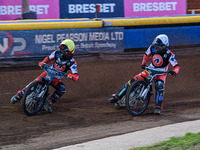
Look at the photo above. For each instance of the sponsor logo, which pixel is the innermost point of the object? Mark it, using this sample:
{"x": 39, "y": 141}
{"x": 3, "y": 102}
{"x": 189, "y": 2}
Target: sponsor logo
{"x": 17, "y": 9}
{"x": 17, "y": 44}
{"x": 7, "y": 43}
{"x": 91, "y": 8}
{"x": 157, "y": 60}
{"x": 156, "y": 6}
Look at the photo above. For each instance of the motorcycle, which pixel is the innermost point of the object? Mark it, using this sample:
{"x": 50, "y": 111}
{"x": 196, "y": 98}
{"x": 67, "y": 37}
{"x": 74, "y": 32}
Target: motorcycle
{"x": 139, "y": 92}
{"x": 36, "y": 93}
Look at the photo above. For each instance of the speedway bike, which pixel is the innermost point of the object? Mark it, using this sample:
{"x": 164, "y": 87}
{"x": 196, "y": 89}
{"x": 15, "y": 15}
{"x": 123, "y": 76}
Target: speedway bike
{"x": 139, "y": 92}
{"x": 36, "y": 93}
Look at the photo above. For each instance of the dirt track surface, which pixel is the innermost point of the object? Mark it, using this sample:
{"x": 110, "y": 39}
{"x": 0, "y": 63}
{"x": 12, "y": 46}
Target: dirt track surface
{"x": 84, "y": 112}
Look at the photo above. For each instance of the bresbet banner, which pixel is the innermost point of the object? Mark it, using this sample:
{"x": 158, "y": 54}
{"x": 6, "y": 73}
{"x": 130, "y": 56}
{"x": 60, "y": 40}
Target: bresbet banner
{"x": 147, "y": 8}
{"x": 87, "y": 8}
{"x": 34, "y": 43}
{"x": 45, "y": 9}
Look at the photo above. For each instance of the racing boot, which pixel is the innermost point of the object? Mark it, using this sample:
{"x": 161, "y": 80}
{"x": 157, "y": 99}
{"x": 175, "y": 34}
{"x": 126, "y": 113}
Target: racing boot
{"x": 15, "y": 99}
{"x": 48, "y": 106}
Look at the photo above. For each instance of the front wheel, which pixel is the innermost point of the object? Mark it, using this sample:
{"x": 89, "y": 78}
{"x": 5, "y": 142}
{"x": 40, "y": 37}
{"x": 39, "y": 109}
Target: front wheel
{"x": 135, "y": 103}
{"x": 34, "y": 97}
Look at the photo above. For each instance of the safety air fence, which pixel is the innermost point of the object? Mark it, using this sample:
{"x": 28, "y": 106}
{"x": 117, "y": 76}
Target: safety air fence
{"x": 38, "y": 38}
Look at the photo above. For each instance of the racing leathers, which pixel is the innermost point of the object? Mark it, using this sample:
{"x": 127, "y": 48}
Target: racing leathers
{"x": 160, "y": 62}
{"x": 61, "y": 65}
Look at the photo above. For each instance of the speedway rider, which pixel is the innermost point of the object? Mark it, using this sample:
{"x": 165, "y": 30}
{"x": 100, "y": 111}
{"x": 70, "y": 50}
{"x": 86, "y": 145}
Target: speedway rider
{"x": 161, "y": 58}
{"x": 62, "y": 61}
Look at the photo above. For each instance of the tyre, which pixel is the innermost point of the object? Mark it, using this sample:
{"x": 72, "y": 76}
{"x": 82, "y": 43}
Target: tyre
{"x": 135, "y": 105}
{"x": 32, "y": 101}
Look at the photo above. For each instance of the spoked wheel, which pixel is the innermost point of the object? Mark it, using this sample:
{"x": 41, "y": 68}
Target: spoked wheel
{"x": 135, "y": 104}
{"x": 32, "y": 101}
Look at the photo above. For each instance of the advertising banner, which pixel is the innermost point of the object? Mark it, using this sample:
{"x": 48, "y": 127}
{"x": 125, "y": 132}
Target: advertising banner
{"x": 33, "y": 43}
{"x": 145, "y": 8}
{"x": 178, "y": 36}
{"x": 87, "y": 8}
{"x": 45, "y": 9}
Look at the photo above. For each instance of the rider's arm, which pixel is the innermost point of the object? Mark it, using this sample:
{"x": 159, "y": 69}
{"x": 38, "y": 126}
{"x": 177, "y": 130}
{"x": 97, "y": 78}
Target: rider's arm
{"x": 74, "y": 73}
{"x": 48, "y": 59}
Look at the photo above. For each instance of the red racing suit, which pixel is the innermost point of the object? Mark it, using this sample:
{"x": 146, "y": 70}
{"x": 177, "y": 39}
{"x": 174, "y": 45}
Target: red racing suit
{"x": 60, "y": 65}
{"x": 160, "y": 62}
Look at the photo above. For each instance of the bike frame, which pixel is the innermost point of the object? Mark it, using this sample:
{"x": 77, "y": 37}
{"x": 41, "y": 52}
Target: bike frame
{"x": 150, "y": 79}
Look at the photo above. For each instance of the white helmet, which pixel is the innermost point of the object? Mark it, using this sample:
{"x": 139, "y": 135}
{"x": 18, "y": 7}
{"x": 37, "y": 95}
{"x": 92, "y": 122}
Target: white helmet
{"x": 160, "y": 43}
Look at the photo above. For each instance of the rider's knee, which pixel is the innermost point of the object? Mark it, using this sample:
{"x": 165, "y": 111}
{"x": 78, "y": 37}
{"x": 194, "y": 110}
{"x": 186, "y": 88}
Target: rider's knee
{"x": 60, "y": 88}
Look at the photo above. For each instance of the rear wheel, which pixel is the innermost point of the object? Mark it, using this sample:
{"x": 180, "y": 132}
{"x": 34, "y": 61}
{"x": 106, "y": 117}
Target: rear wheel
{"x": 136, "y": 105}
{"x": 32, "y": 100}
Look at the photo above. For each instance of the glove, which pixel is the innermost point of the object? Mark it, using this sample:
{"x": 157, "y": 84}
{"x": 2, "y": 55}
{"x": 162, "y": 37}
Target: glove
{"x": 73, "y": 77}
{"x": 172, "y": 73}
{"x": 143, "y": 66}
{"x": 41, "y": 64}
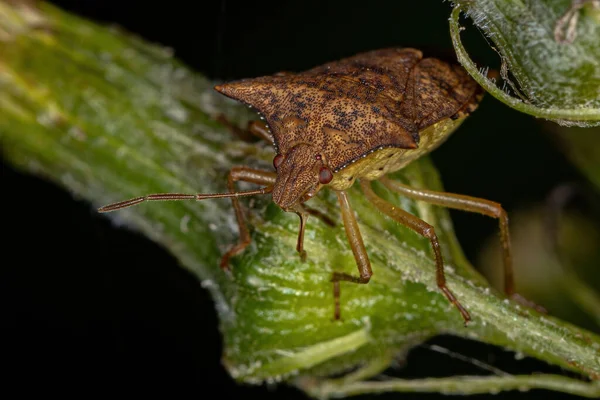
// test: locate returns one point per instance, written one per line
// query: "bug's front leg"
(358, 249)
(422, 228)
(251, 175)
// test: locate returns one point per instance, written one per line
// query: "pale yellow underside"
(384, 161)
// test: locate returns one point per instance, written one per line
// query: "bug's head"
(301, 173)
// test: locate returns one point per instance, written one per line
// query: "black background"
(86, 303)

━━━━━━━━

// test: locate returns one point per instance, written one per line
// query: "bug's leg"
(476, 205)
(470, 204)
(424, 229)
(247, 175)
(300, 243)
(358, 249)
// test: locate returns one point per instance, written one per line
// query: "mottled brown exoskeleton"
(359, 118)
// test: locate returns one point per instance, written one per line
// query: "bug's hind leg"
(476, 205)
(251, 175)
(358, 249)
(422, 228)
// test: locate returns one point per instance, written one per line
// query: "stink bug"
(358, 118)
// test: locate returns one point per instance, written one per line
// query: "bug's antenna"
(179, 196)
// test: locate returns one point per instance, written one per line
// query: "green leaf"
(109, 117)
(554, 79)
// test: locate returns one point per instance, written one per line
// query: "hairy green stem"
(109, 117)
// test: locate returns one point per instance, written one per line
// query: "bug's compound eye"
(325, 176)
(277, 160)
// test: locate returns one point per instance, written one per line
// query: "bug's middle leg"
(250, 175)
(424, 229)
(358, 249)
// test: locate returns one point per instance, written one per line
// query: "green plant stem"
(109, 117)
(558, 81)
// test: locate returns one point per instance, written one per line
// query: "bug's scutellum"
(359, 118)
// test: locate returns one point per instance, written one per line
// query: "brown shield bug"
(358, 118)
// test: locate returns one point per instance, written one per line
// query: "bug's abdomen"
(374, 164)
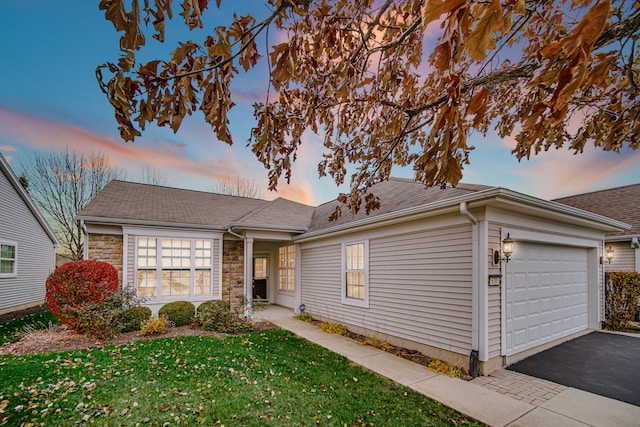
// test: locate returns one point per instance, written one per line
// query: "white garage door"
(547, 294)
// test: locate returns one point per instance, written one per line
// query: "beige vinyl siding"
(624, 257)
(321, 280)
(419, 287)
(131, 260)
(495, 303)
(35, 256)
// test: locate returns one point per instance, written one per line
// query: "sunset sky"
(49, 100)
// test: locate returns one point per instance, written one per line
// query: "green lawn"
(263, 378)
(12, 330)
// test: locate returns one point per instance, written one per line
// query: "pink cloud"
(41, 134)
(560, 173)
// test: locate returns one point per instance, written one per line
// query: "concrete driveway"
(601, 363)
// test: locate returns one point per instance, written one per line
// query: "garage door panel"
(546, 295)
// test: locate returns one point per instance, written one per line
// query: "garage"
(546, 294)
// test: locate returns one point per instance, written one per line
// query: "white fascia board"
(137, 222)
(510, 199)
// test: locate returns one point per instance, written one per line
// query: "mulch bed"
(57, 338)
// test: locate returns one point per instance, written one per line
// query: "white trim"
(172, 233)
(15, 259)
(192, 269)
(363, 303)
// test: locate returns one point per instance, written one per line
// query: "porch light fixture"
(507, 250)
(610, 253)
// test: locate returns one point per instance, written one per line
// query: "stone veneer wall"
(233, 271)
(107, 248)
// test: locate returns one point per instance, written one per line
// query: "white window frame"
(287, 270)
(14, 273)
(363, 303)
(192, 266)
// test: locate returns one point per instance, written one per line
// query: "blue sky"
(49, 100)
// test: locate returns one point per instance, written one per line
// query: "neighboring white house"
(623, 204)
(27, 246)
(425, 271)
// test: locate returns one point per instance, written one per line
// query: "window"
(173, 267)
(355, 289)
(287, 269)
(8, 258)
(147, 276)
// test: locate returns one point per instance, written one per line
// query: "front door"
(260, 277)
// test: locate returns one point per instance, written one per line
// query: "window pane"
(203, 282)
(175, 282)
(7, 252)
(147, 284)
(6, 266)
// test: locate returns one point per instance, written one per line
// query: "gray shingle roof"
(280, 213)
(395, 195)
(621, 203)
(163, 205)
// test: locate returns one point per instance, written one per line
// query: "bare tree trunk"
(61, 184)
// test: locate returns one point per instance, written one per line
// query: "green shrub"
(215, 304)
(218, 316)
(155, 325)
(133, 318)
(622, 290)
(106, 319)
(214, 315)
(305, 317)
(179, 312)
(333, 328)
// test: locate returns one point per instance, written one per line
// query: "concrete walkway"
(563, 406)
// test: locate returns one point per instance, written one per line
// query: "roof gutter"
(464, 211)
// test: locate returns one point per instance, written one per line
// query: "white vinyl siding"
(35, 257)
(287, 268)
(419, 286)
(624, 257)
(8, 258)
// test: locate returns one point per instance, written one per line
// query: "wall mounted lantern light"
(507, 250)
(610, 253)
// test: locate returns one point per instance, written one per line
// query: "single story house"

━━━━━━━━

● Directions
How many lines of the rows above contain the string "suit", with case taken into account? Reply with the number alone.

● Exercise output
2